Directions for this task
Reproduce each of the lines below verbatim, with nothing added or changed.

Input
════

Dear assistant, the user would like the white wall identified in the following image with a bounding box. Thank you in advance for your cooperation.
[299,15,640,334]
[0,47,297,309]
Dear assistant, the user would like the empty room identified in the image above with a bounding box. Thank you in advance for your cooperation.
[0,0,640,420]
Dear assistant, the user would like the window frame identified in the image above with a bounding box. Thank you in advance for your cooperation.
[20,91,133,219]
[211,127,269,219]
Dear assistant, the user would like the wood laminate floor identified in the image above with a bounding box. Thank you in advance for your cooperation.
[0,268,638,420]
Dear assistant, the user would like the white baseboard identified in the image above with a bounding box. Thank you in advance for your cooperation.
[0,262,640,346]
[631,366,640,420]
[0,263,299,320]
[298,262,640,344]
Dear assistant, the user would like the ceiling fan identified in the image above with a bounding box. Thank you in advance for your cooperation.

════

Output below
Dear assistant, the user would like the white wall identified in the following image with a bounding box. Thank you in advance for your cooperation.
[299,15,640,334]
[0,47,297,309]
Dear assistant, the user would like the empty room identified in the image above with a bounding box. Thank you in advance for your cooperation.
[0,0,640,420]
Dear assistant, the user would like the window frame identified in the image above with a bounding box. Thank you in advance for your cooperation.
[20,91,133,219]
[211,127,269,219]
Dear assistant, the user would like the wood laminate floor identified in the image above with a bounding box. Thank you in advance for your cooperation.
[0,268,638,420]
Dear assistant, the user would like the white baseboard identified in the image above with a bounding box. Thank you in advance for your cooperation.
[0,262,640,346]
[631,366,640,420]
[0,263,299,320]
[298,262,640,344]
Dear assistant, the user would like the ceiling fan identified in the image above with a bounding box. Thank you in advance for your cooperation.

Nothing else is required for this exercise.